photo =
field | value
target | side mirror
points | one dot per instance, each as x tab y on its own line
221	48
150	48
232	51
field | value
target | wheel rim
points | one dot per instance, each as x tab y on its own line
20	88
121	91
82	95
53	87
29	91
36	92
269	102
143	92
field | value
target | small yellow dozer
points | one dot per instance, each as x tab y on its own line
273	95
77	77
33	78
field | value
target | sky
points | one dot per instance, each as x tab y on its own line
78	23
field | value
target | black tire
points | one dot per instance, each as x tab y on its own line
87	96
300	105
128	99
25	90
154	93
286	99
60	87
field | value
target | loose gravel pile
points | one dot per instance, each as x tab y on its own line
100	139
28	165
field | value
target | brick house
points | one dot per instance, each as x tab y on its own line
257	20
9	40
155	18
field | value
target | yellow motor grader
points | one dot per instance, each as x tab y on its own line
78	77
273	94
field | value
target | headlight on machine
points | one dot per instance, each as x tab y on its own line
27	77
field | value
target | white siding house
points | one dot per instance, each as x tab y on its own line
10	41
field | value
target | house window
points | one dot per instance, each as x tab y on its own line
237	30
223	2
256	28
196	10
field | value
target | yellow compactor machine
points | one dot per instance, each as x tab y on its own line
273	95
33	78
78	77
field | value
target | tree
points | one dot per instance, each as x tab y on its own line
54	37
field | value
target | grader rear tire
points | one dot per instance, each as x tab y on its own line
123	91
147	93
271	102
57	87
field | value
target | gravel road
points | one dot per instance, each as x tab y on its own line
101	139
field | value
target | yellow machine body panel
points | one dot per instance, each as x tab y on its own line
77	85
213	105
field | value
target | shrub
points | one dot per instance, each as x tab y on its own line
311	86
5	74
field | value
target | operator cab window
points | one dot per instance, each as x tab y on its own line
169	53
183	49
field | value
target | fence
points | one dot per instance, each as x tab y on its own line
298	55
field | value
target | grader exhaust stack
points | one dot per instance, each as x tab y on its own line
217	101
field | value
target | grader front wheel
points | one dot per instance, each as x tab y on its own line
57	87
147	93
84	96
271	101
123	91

What is expected: Take each line from the preceding material that contains "yellow" and copy it.

Output for this exercise:
target | small yellow dozer
target | yellow motor grader
target | yellow compactor machine
target | yellow machine body panel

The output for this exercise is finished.